● **Task instructions**:
a - Transcribe the part of the article on the House investigative committee starting with "A report from" and going on through "Agribusiness Development Corp.".
b - In the article on the House investigative committee, which agency was the subject of the 2021 audit?

● **Extracted text**:
----

After holding 25 informational briefings, listening to some two dozen subpoenaed witnesses and reviewing 26,000 pages of documents, a House investigative committee looking into two state audits is moving closer to completing work that began this summer.

A report from the committee is due to the Legislature by Jan. 19. It will likely involve recommending statutory changes to the government agencies that were the subject of the audits — a 2019 audit of the Department of Land and Natural Resources special land development fund and a 2021 audit of the Agribusiness Development Corp.

But there have as yet been no firm recommendations made public, and the committee may this Wednesday schedule more briefings and more subpoenas this month.

They include the possibility of looking at contracts that were issued as part of the 2019 audits on the Honolulu rail project, even though the House resolution establishing the investigative committee does not say anything at all about rail.

Majority Leader Della Au Belatti Nov 30, 20211
Majority Leader Della Au Belatti insists that the House investigative committee that she chairs is focused on improving government operations. Screenshot/2021

To supporters of the investigation, especially its chair, Majority Leader Della Au Belatti, the work demonstrates necessary oversight of the DLNR’s special land development fund and the ADC in order to improve government operations.

----

● **Given entries**:
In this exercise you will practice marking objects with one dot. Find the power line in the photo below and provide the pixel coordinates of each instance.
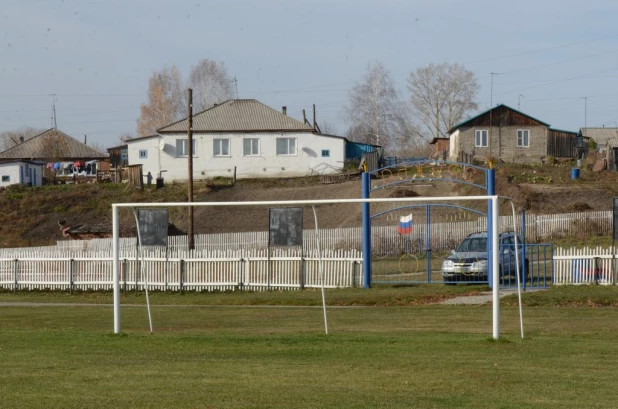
(559, 81)
(560, 62)
(541, 49)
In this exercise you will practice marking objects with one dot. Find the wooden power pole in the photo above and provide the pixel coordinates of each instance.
(190, 178)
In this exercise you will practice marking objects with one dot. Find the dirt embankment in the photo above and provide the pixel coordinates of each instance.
(30, 216)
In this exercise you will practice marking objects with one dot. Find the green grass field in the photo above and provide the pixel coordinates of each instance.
(389, 347)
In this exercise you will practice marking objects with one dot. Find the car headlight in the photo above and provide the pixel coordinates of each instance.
(480, 264)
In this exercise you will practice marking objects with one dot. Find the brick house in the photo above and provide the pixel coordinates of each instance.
(509, 135)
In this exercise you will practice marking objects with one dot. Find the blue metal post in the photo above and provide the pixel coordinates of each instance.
(491, 190)
(366, 187)
(428, 242)
(523, 247)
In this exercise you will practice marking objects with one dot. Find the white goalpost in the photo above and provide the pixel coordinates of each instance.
(312, 203)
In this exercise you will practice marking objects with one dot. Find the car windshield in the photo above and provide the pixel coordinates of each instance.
(476, 244)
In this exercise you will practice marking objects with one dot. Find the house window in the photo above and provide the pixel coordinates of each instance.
(250, 147)
(221, 147)
(182, 147)
(480, 138)
(286, 146)
(523, 138)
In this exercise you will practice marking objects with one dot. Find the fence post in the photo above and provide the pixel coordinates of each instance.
(124, 274)
(301, 272)
(71, 275)
(16, 269)
(181, 273)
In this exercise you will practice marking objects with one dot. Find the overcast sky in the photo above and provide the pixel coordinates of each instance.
(97, 55)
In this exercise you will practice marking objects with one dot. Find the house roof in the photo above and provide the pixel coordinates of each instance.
(435, 140)
(600, 135)
(29, 162)
(612, 143)
(239, 115)
(493, 109)
(564, 131)
(64, 147)
(125, 146)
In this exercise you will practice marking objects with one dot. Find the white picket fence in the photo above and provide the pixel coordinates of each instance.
(230, 261)
(584, 266)
(230, 270)
(385, 239)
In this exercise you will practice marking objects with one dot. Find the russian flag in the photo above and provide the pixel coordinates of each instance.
(405, 224)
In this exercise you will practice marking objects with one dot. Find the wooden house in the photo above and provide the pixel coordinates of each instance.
(506, 134)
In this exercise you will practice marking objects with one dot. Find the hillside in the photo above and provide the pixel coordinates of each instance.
(30, 216)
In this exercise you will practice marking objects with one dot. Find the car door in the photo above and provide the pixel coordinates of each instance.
(507, 255)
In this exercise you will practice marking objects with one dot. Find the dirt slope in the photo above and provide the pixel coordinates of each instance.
(30, 216)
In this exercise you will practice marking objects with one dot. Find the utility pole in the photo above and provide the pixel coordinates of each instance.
(53, 118)
(235, 81)
(520, 96)
(585, 112)
(491, 123)
(190, 178)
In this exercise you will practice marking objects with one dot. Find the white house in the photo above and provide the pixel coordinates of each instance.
(23, 172)
(240, 135)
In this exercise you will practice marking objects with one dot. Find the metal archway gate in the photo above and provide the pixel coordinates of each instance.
(416, 256)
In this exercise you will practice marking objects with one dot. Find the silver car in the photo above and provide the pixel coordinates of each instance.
(469, 261)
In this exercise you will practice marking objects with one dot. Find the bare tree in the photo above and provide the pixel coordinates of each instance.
(53, 147)
(9, 139)
(125, 136)
(441, 96)
(211, 84)
(329, 128)
(165, 101)
(374, 106)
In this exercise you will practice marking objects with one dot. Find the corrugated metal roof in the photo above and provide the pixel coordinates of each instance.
(237, 115)
(612, 143)
(496, 107)
(61, 145)
(600, 135)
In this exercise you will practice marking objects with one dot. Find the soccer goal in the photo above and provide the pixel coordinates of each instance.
(284, 225)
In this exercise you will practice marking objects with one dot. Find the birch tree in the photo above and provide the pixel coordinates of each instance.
(441, 96)
(211, 84)
(165, 104)
(373, 106)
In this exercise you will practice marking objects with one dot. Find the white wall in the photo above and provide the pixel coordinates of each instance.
(266, 164)
(13, 171)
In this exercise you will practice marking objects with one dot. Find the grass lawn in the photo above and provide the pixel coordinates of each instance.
(388, 347)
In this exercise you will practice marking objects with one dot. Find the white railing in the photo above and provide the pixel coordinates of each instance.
(584, 266)
(384, 237)
(234, 269)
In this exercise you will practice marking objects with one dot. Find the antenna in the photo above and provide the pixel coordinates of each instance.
(53, 118)
(235, 81)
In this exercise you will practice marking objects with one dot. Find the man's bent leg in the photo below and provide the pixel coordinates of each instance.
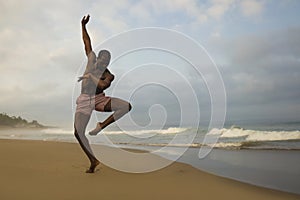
(120, 107)
(81, 121)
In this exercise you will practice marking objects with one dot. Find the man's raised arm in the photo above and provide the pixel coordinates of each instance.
(85, 35)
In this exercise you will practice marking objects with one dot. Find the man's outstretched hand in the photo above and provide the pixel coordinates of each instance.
(85, 20)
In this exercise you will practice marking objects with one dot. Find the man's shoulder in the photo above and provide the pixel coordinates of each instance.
(92, 55)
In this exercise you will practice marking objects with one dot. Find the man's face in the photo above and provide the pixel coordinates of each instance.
(103, 61)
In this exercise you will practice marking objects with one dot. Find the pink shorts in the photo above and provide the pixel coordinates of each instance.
(86, 103)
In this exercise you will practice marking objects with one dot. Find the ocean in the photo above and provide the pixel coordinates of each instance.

----

● **Worked answers**:
a -
A report from the committee is due to the Legislature by Jan. 19. It will likely involve recommending statutory changes to the government agencies that were the subject of the audits — a 2019 audit of the Department of Land and Natural Resources special land development fund and a 2021 audit of the Agribusiness Development Corp.

b - The Agribusiness Development Corp.